Point-per-instance localization data:

BEGIN

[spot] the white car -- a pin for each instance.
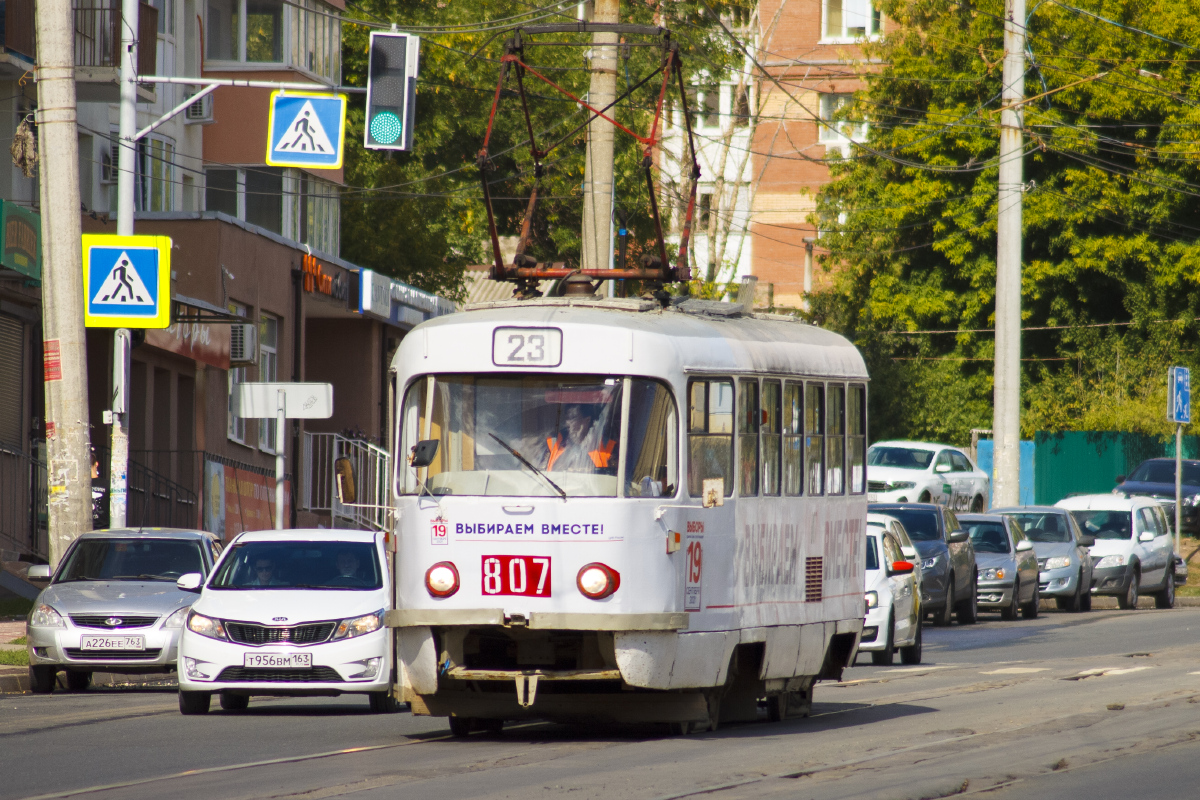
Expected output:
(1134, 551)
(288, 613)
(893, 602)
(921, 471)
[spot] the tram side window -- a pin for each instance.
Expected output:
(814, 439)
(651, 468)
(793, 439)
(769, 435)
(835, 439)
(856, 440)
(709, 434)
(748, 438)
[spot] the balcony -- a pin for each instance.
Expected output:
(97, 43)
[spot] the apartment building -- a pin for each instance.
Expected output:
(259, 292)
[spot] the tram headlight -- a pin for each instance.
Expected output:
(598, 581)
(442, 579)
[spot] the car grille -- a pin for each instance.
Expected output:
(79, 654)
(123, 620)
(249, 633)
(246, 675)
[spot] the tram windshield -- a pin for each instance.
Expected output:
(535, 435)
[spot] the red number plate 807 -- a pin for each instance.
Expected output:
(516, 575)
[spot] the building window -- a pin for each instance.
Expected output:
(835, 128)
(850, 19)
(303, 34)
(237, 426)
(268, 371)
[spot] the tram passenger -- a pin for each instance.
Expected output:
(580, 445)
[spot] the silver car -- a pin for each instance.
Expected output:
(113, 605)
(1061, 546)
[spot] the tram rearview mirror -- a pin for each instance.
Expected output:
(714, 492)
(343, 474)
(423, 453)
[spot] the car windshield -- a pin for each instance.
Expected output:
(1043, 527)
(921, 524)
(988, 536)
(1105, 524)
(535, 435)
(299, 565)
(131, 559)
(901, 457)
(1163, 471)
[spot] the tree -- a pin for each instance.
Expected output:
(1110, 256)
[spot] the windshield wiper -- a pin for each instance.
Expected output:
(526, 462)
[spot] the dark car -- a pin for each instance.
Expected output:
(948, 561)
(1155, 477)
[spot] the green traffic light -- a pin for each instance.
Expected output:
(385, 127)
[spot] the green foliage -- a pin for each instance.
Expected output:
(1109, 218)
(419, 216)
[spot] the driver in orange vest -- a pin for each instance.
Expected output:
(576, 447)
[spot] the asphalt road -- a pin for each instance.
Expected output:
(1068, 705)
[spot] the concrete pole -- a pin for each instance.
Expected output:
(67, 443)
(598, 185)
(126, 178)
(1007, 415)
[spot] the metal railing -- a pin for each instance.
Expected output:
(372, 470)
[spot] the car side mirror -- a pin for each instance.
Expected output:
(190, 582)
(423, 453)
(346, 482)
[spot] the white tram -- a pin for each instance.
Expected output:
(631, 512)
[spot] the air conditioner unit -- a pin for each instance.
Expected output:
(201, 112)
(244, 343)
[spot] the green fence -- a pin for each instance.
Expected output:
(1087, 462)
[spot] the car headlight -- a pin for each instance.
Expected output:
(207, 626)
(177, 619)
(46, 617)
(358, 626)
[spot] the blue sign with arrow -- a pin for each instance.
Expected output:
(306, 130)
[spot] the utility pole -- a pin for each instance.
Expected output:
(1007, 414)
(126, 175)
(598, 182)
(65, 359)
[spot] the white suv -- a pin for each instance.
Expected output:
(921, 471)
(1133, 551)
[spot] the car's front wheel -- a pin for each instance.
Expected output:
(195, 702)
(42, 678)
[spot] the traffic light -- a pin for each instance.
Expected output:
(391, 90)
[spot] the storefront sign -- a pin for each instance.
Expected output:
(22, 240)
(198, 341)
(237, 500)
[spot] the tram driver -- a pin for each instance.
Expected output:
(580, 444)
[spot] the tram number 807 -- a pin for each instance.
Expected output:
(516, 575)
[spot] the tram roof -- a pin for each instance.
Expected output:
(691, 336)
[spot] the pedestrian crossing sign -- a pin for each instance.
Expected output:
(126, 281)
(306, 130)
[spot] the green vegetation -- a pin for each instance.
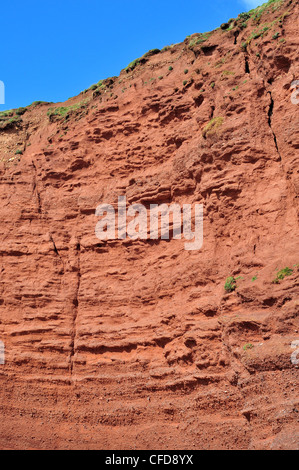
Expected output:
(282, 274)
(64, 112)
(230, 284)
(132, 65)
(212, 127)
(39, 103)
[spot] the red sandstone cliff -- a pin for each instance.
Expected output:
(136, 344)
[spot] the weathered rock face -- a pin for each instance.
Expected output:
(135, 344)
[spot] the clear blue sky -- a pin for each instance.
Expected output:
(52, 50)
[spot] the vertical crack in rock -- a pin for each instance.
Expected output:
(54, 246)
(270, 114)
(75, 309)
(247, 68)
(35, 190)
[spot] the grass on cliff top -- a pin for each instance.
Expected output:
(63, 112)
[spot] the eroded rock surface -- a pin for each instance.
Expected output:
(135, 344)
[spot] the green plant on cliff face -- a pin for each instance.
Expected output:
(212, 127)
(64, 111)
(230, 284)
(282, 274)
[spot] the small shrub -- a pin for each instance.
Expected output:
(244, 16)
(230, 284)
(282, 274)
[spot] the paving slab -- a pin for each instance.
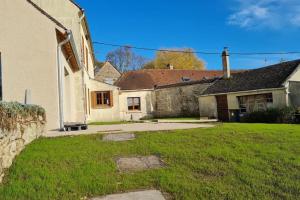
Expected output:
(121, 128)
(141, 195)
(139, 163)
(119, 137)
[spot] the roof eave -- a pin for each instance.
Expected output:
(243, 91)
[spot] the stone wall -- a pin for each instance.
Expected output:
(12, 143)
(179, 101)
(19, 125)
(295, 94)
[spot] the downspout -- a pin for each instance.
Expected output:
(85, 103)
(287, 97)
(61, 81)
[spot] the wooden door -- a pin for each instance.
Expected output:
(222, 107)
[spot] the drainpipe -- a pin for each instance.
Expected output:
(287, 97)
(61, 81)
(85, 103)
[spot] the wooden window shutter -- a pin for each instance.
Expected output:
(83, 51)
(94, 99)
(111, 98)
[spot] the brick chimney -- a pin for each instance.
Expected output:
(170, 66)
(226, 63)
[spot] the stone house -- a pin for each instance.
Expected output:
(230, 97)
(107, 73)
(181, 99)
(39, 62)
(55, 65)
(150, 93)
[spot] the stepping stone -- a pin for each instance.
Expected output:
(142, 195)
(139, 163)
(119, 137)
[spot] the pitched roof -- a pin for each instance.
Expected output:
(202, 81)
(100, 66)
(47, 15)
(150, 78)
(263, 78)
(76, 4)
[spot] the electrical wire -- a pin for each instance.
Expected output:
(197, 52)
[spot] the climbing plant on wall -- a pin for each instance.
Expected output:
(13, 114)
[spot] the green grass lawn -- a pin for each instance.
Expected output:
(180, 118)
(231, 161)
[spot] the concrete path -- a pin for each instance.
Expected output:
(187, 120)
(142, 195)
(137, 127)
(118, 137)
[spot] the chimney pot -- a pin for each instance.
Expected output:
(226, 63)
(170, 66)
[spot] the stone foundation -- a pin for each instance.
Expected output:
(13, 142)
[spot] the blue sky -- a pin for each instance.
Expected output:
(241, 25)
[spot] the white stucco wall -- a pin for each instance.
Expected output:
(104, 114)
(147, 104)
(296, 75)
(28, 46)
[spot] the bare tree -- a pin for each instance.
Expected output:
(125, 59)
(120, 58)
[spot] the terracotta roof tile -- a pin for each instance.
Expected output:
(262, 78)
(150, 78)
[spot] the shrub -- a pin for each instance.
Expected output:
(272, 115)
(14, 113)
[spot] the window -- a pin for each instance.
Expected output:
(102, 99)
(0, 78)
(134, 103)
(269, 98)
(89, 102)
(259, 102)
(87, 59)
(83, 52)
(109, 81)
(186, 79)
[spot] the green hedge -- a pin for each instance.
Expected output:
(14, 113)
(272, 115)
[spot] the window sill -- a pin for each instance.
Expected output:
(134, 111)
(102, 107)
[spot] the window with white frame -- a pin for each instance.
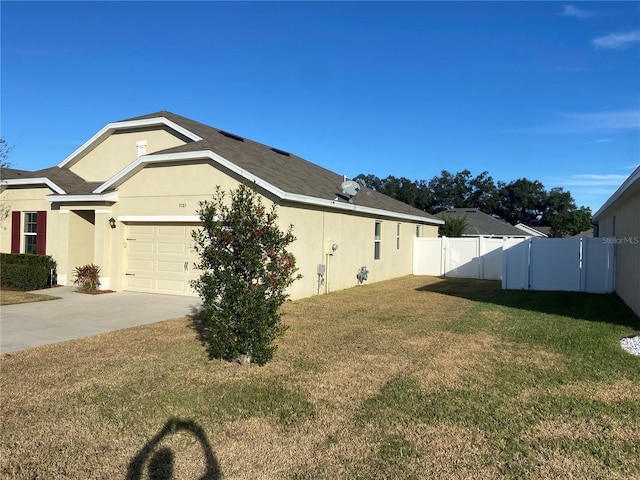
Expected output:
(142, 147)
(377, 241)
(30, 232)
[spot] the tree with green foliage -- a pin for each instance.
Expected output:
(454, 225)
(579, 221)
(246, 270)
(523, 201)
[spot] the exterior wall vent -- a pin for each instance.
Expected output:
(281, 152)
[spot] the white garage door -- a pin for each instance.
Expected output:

END

■ Task brief
Among the lines of the data, identify those with the word "building". Copy each of them.

■ Completed task
[spot] the apartment building -- a pin for each instance.
[spot] the building window -- a pin for each instance.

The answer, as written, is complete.